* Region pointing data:
---+---

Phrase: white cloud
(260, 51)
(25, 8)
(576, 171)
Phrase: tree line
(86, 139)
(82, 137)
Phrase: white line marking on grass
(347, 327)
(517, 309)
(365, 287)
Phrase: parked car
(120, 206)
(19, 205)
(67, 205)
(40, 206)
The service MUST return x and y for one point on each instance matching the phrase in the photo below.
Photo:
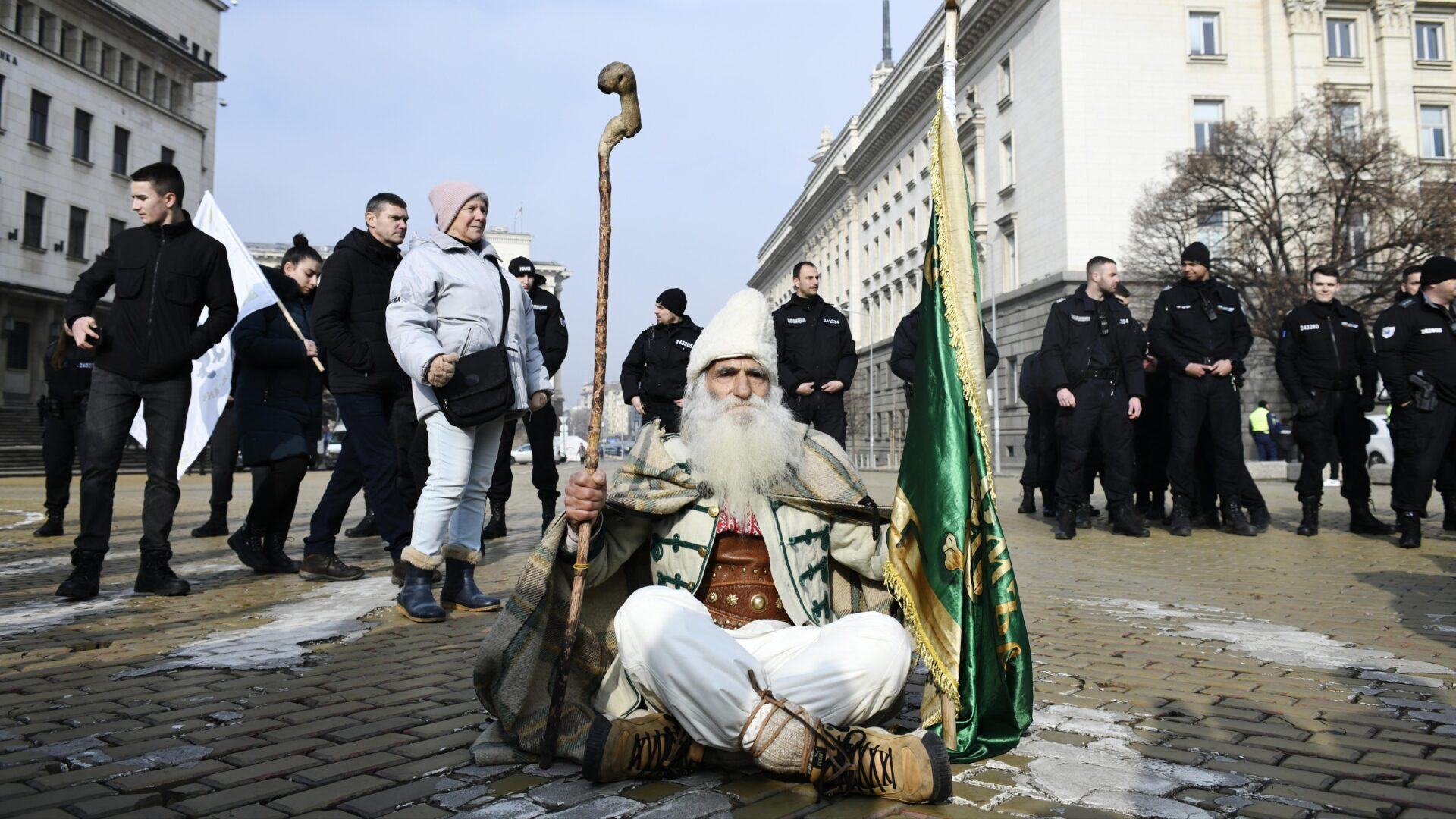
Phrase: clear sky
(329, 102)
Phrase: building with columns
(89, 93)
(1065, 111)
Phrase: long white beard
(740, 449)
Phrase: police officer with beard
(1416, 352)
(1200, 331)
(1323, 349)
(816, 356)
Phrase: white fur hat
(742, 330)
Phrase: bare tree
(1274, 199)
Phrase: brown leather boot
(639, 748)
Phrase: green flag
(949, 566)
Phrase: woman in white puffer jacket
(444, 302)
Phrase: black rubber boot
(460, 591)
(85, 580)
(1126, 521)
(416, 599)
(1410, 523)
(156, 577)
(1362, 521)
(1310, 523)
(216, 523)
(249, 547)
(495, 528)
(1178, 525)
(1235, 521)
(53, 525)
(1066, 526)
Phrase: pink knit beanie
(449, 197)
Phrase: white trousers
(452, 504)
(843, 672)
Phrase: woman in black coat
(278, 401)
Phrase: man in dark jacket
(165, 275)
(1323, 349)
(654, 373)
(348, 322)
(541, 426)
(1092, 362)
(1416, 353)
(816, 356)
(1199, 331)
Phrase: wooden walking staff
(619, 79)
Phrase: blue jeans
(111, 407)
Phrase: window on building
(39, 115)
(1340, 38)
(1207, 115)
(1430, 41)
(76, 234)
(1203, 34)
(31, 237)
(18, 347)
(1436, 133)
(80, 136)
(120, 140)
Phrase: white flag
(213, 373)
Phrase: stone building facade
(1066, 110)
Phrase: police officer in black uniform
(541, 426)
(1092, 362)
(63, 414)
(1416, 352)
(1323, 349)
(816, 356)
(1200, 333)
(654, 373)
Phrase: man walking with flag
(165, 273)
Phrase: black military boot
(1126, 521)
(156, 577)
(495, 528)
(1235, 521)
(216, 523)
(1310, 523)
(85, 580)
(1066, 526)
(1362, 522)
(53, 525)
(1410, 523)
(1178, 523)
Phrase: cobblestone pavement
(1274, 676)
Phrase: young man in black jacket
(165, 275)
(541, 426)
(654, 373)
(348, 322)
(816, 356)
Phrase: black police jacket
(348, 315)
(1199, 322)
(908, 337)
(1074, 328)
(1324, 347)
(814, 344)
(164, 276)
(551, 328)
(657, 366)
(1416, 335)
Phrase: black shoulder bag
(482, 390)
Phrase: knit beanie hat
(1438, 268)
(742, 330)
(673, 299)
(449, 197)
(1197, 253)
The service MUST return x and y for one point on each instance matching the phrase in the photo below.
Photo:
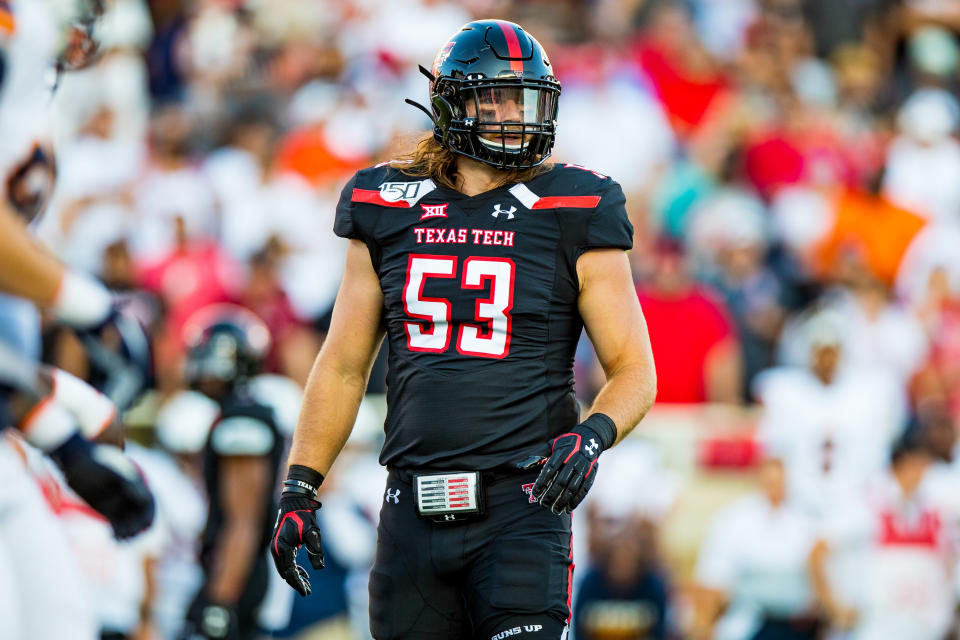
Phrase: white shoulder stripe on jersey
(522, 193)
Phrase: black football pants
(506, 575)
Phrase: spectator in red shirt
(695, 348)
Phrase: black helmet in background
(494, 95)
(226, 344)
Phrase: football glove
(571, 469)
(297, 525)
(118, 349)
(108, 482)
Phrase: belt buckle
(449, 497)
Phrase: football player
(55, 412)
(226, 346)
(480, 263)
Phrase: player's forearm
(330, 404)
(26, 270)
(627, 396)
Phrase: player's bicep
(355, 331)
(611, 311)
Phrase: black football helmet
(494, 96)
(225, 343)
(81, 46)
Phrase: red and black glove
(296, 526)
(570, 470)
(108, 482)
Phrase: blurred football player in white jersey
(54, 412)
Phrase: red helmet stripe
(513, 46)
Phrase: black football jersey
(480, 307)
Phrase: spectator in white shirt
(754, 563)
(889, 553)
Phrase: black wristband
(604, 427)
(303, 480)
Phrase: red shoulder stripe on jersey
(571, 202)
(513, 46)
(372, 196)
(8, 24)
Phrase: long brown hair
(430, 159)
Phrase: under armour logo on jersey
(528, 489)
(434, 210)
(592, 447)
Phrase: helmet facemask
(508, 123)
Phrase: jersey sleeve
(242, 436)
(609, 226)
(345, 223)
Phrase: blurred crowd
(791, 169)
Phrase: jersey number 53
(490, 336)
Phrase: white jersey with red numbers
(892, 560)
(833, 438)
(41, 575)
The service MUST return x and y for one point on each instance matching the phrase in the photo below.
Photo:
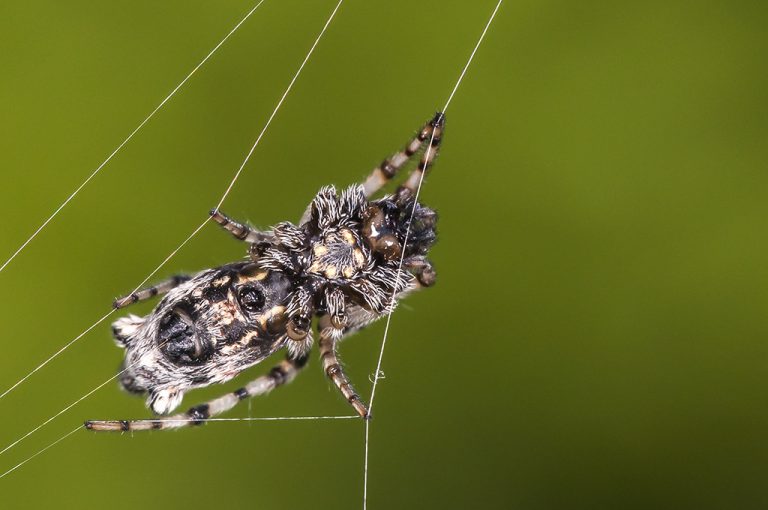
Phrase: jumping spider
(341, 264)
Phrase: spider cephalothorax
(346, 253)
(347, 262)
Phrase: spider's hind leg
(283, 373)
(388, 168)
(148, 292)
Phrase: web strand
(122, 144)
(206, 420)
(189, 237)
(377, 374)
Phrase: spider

---+---

* Task to complete:
Would you please repeat the entries above verbatim, excluding each picture?

* Problem solution:
Phrase: white cloud
(260, 51)
(25, 8)
(576, 171)
Phrase: tree line
(86, 139)
(82, 137)
Phrase: white line marking on grass
(347, 327)
(517, 309)
(365, 287)
Phrase: parked car
(120, 206)
(19, 205)
(67, 205)
(40, 206)
The service MUST return x and y for one point on each instance matching the phrase in the photo below.
Photo:
Phrase: clear sky
(329, 102)
Phrase: building with columns
(89, 93)
(1065, 111)
Phrase: long white beard
(740, 449)
Phrase: police officer with beard
(1416, 352)
(1200, 331)
(1323, 349)
(816, 356)
Phrase: white fur hat
(742, 330)
Phrase: bare tree
(1274, 199)
Phrase: brown leather boot
(639, 748)
Phrase: green flag
(949, 566)
Phrase: woman in white puffer jacket
(444, 302)
Phrase: black rubber boot
(460, 591)
(85, 580)
(1126, 521)
(416, 599)
(1410, 523)
(156, 577)
(1362, 521)
(1310, 523)
(216, 523)
(249, 547)
(495, 528)
(1178, 525)
(1235, 521)
(53, 525)
(1066, 526)
Phrase: pink knit beanie
(449, 197)
Phrase: white trousers
(452, 504)
(843, 672)
Phrase: woman in black coat
(278, 401)
Phrase: man in dark jacket
(165, 275)
(1323, 349)
(654, 373)
(348, 322)
(541, 426)
(1092, 362)
(1416, 353)
(816, 356)
(1199, 331)
Phrase: wooden walking staff
(619, 79)
Phrase: blue jeans
(111, 407)
Phrase: window on building
(39, 115)
(1340, 38)
(1207, 115)
(1430, 41)
(76, 234)
(1203, 34)
(31, 237)
(18, 347)
(1436, 133)
(80, 136)
(120, 140)
Phrase: white flag
(213, 373)
Phrase: stone building facade
(1066, 110)
Phrase: police officer in black uniform
(541, 426)
(1092, 362)
(63, 414)
(1416, 352)
(1323, 349)
(816, 356)
(1200, 333)
(654, 373)
Phrase: man walking with flag
(165, 273)
Phrase: black military boot
(1126, 521)
(156, 577)
(495, 528)
(1235, 521)
(216, 523)
(1310, 523)
(85, 580)
(1066, 526)
(1362, 522)
(53, 525)
(1410, 523)
(1178, 523)
Phrase: cobblestone pavement
(1274, 676)
Phrase: young man in black jacket
(165, 275)
(541, 426)
(654, 373)
(348, 322)
(816, 356)
Phrase: black police jacket
(348, 315)
(1199, 322)
(908, 337)
(1074, 328)
(1324, 347)
(814, 344)
(164, 276)
(551, 328)
(657, 366)
(1416, 335)
Phrase: black shoulder bag
(482, 390)
Phrase: knit beanie hat
(1438, 268)
(742, 330)
(673, 299)
(449, 197)
(1197, 253)
The service MUST return x and y for one point on each instance matching the phrase in the photo below.
Photo:
Phrase: white shoulder stripe on jersey
(522, 193)
Phrase: black football pants
(506, 575)
Phrase: spectator in red shirt
(695, 348)
Phrase: black helmet in background
(494, 95)
(226, 344)
Phrase: football glove
(571, 469)
(297, 525)
(118, 349)
(108, 482)
Phrase: belt buckle
(449, 497)
Phrase: football player
(55, 412)
(226, 346)
(480, 263)
Phrase: player's forearm
(330, 404)
(26, 270)
(627, 396)
Phrase: player's bicep
(355, 331)
(611, 311)
Phrase: black football helmet
(494, 96)
(225, 343)
(81, 46)
Phrase: red and black glove
(296, 526)
(570, 470)
(108, 482)
Phrase: blurred football player in white jersey
(54, 412)
Phrase: red helmet stripe
(513, 46)
Phrase: black football jersey
(480, 307)
Phrase: spectator in white shirt
(754, 563)
(889, 553)
Phrase: black wristband
(604, 427)
(303, 480)
Phrase: red shoulder stripe on jersey
(571, 202)
(513, 46)
(372, 196)
(8, 24)
Phrase: long brown hair
(430, 159)
Phrase: under armour logo on jersey
(528, 489)
(434, 210)
(592, 447)
Phrase: helmet facemask
(508, 123)
Phrase: jersey sleeve
(242, 436)
(609, 226)
(345, 223)
Phrase: blurred crowd
(791, 169)
Phrase: jersey number 53
(490, 336)
Phrase: white jersey with red numbers
(892, 560)
(833, 438)
(41, 575)
The service MUST return x and y for one point on each instance matching the phrase in the photo below.
Photo:
Phrase: jumping spider
(341, 264)
Phrase: spider cephalothorax
(346, 253)
(347, 262)
Phrase: spider's hind leg
(283, 373)
(388, 168)
(148, 292)
Phrase: web strand
(122, 144)
(206, 420)
(189, 237)
(377, 374)
Phrase: spider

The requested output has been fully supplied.